▶ [EXERCISE BRIEF] Copy the stretch of the drug-testing article below from "Motorola's decision maybe" through "continued after 1997." word for word.

▶ [EXCERPT PROVIDED]
Urine—or you're out: drug testing is invasive, insulting, and generally irrelevant to job performance. Why do so many companies insist on it?

Reason, Nov, 2002 by Jacob Sullum

One example is Motorola, which has seen its profits slide recently and plans to eliminate a third of its work force by the end of the year. When Motorola started doing drug testing, the company's communications director says, "The cost wasn't really a factor because we really felt like it was something we should attend to at the time." But Motorola recently scaled back its urinalysis program, which for a decade included random testing of employees; now it tests only applicants.

Motorola's decision maybe part of a trend. The share of companies reporting drug testing programs in the American Management Association's surveys of large employers dropped from a peak of 81 percent in 1996 to 67 percent last year. Some of that drop may reflect a new questionnaire the organization started using in 1997. The new survey is less focused on testing, which could have changed the mix of companies that chose to participate. But the downward trend continued after 1997.

Once drug testing became common, it acquired a certain inertia: Employers who didn't do it worried that they might be at a disadvantage in attracting qualified workers or maintaining a positive public image. Employers who did it worried that stopping would hurt their recruitment or reputations. Yet without abandoning drug testing completely, a company can save money by giving up random tests. Even if it keeps random tests, it can save money by testing less frequently--the sort of change that would not be widely noticed.

Still, one reason drug testing endures is that it does not cost very much, especially from the perspective of a large employer. Eastman Kodak, which has more than 100,000 employees worldwide, pays just $12 to $15 per test. Even considering additional expenses (such as the medical review officer's time), and even with thousands of applicants a year, the total cost is a drop in the bucket. Drug tests cost Cork Crown & Seal, Which has nearly 40,000 employees worldwide, $25 to $30 per applicant, for a total of less than $1000,000 a year. Motorola, which will have about 100,000 employees after this year's cutbacks, spent something like $1 million a year when it was doing random testing of employees--still not a significant concern to a corporation with billions of dollars in revenue (at least, not until profits took a dive).

Small companies, which have always been less inclined to do drug testing, have to pay more per test and are less able to afford it. They also have lower profiles. "If G.M. were to be on the front page of The Wall Street Journal, announcing that they dropped their drug testing program, I wouldn't want to own their stock," Maltby says. He recalls a conversation in which the president of a Fortune 500 company told him that a few million dollars a year was a small price to pay for the reassurance that drug testing gives stockholders.

The direct costs of drug testing are not the whole story; however. Wayne Sanders, CEO of the paperproducts giant Kimberly-Clark, has to keep shareholders in mind, but he also worries about the message that drug testing sends to employees. In 1986, when Sanders was the company's head of human resources, managers pressured him to start doing drug testing, arguing that otherwise Kimberly-Clark would get all the addicts rejected by other employers. According to The Dallas Morning News, Sanders, "who wasn't about to pee in a bottle," thought the notion was "utter bunk." He successfully argued that "the idea of urine testing was demeaning and completely alien in a culture based on trust and respect."

▶ [SUPPLIED INFORMATION]

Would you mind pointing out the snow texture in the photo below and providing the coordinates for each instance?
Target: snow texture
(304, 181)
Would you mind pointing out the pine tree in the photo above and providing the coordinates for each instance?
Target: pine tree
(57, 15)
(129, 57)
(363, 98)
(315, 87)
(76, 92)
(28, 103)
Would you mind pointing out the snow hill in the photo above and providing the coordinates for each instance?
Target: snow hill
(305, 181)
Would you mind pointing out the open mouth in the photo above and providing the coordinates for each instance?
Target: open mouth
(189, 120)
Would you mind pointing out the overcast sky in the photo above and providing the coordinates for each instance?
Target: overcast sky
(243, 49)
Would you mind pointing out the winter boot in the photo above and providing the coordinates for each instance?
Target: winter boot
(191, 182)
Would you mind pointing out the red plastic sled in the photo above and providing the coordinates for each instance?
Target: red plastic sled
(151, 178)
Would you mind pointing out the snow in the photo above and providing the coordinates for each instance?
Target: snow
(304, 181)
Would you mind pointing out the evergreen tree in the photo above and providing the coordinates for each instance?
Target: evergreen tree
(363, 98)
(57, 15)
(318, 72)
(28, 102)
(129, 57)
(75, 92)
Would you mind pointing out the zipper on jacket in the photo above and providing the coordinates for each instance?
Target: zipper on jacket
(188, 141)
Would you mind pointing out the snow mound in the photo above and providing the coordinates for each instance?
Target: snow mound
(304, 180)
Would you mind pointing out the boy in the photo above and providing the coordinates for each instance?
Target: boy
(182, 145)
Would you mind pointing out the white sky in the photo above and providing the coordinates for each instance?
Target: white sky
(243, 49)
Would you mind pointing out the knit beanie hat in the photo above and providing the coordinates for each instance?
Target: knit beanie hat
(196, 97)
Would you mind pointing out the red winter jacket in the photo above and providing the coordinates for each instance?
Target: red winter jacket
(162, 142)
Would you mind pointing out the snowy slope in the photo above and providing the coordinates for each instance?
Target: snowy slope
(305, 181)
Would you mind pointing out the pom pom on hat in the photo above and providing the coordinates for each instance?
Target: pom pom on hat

▶ [WRITTEN SOLUTION]
Motorola's decision maybe part of a trend. The share of companies reporting drug testing programs in the American Management Association's surveys of large employers dropped from a peak of 81 percent in 1996 to 67 percent last year. Some of that drop may reflect a new questionnaire the organization started using in 1997. The new survey is less focused on testing, which could have changed the mix of companies that chose to participate. But the downward trend continued after 1997.